● **STATED TASK**: Please reproduce all of the data below character for character, but omit the pictures.

● **ENTRIES PROVIDED**:

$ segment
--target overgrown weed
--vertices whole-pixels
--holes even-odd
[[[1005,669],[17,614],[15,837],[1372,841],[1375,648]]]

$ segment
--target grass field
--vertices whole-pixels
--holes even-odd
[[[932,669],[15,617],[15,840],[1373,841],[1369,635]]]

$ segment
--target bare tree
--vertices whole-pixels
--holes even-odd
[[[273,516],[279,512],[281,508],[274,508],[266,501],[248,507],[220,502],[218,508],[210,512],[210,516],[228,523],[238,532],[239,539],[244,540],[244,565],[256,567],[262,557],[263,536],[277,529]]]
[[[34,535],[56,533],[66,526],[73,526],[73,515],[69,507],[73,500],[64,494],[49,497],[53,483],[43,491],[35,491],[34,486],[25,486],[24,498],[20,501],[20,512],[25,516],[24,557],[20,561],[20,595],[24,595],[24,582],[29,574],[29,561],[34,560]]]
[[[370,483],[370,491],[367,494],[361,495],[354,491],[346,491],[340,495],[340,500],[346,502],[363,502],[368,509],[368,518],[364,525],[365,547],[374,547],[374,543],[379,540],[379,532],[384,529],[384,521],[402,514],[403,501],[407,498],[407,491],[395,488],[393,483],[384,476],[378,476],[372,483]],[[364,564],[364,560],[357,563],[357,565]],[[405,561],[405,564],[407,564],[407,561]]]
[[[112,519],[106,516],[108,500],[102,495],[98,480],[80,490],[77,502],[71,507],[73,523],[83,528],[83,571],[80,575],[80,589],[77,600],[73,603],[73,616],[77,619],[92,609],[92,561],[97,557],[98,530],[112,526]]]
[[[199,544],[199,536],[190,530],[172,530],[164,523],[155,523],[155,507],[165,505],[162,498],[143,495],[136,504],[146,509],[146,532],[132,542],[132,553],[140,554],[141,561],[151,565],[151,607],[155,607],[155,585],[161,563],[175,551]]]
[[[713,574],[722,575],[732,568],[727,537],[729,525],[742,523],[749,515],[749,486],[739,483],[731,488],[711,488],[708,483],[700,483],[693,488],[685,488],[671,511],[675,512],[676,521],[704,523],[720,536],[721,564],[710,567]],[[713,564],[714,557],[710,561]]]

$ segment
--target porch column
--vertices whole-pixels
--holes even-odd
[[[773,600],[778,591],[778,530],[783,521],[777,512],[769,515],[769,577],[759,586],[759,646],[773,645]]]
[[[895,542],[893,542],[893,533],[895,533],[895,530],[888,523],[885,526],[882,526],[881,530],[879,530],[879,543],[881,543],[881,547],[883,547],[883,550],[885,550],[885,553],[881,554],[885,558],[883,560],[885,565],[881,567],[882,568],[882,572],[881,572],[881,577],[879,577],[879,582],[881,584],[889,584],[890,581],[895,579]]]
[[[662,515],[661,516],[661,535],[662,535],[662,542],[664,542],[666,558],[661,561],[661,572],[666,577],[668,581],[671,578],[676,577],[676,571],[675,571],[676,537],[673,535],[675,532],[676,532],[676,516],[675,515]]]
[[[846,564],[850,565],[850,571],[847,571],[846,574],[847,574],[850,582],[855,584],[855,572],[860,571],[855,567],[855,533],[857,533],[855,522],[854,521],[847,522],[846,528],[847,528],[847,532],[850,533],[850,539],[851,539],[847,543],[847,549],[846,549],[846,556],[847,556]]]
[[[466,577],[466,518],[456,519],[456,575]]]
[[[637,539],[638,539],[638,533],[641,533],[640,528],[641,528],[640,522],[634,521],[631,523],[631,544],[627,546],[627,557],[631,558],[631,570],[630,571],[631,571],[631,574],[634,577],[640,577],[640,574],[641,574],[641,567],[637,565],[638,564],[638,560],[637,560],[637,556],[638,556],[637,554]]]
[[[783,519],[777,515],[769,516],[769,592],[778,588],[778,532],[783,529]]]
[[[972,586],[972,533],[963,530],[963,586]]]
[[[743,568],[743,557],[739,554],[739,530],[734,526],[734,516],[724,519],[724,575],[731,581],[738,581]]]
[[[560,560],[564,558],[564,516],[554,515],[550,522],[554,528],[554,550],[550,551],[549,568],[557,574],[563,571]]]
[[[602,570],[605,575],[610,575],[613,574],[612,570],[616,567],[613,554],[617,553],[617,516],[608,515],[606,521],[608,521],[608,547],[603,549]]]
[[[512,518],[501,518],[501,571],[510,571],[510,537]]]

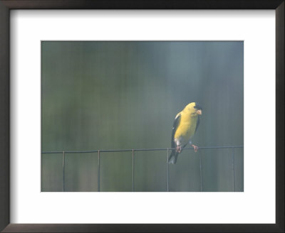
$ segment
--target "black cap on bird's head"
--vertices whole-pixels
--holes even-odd
[[[195,106],[194,106],[194,107],[197,110],[202,110],[201,105],[199,105],[197,103],[195,103]]]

● **FINISHED ANSWER**:
$ segment
--target overgrown weed
--vertices whole-pixels
--holes even-odd
[[[1005,669],[17,614],[15,837],[1372,841],[1375,648]]]

$ segment
--target grass field
--vertices whole-pixels
--holes even-odd
[[[932,669],[15,617],[15,840],[1373,841],[1369,635]]]

$ segment
--target bare tree
--vertices whole-pixels
--holes even-odd
[[[273,516],[279,512],[281,508],[274,508],[266,501],[248,507],[220,502],[218,508],[210,512],[210,516],[228,523],[238,532],[239,539],[244,540],[244,565],[256,567],[262,557],[263,536],[277,529]]]
[[[34,535],[56,533],[66,526],[73,526],[73,515],[69,507],[73,500],[64,494],[49,497],[53,483],[43,491],[35,491],[34,486],[25,486],[24,498],[20,501],[20,512],[25,516],[24,557],[20,561],[20,595],[24,595],[24,582],[29,574],[29,561],[34,560]]]
[[[370,483],[370,491],[367,494],[361,495],[354,491],[346,491],[340,495],[340,500],[346,502],[363,502],[368,509],[368,518],[364,525],[365,547],[374,547],[374,543],[379,540],[379,532],[384,529],[384,521],[402,514],[403,501],[407,498],[407,491],[395,488],[393,483],[384,476],[378,476],[372,483]],[[364,564],[364,560],[357,563],[357,565]],[[405,561],[405,564],[407,564],[407,561]]]
[[[112,519],[106,516],[108,500],[102,495],[98,480],[80,490],[77,502],[71,507],[73,523],[83,528],[83,571],[80,575],[80,589],[77,600],[73,603],[73,616],[77,619],[92,609],[92,561],[97,557],[98,530],[112,526]]]
[[[199,544],[199,536],[190,530],[172,530],[164,523],[155,523],[155,507],[165,505],[162,498],[143,495],[136,504],[146,509],[146,532],[132,542],[132,553],[140,554],[141,561],[151,565],[151,607],[155,607],[155,585],[161,563],[175,551]]]
[[[713,574],[722,575],[732,568],[727,537],[729,525],[742,523],[749,515],[749,486],[739,483],[731,488],[711,488],[708,483],[700,483],[693,488],[685,488],[671,511],[675,512],[676,521],[704,523],[720,536],[721,564],[710,567]],[[713,564],[714,557],[710,561]]]

$ segment
--target porch column
--vertices whole-pixels
--holes even-odd
[[[773,600],[778,591],[778,530],[783,521],[777,512],[769,515],[769,577],[759,586],[759,646],[773,645]]]
[[[895,542],[893,542],[893,533],[895,533],[895,530],[888,523],[885,526],[882,526],[881,530],[879,530],[879,543],[881,543],[881,547],[883,547],[883,550],[885,550],[885,553],[881,554],[885,558],[883,560],[885,565],[881,567],[882,568],[882,572],[881,572],[881,577],[879,577],[879,582],[881,584],[889,584],[890,581],[895,579]]]
[[[662,515],[661,516],[661,535],[662,535],[662,542],[664,542],[666,558],[661,561],[661,572],[666,577],[668,581],[671,578],[676,577],[676,571],[675,571],[676,537],[673,535],[675,532],[676,532],[676,516],[675,515]]]
[[[846,564],[850,565],[850,571],[847,571],[846,574],[847,574],[850,582],[855,584],[855,572],[860,571],[855,567],[855,533],[857,533],[855,522],[854,521],[847,522],[846,528],[847,528],[847,532],[850,533],[850,539],[851,539],[847,543],[847,549],[846,549],[846,556],[847,556]]]
[[[466,577],[466,518],[456,519],[456,575]]]
[[[637,539],[638,539],[638,533],[641,533],[640,528],[641,528],[640,522],[634,521],[631,523],[631,544],[627,546],[627,557],[631,558],[631,570],[630,571],[631,571],[631,574],[634,577],[640,577],[640,574],[641,574],[641,567],[637,565],[638,564],[638,560],[637,560],[637,556],[638,556],[637,554]]]
[[[783,519],[777,515],[769,516],[769,592],[778,588],[778,532],[783,529]]]
[[[972,586],[972,533],[963,530],[963,586]]]
[[[743,568],[743,557],[739,554],[739,530],[734,526],[734,516],[724,519],[724,575],[731,581],[738,581]]]
[[[560,560],[564,558],[564,516],[554,515],[550,522],[554,528],[554,550],[550,551],[549,568],[557,574],[563,571]]]
[[[602,570],[605,575],[610,575],[613,574],[612,570],[616,567],[613,554],[617,553],[617,516],[608,515],[606,521],[608,521],[608,547],[603,549]]]
[[[512,518],[501,518],[501,571],[510,571],[510,537]]]

$ segment
--target "black cap on bird's head"
--vertices whole-pixels
--holes even-odd
[[[195,106],[194,106],[194,107],[197,110],[202,110],[201,105],[199,105],[197,103],[195,103]]]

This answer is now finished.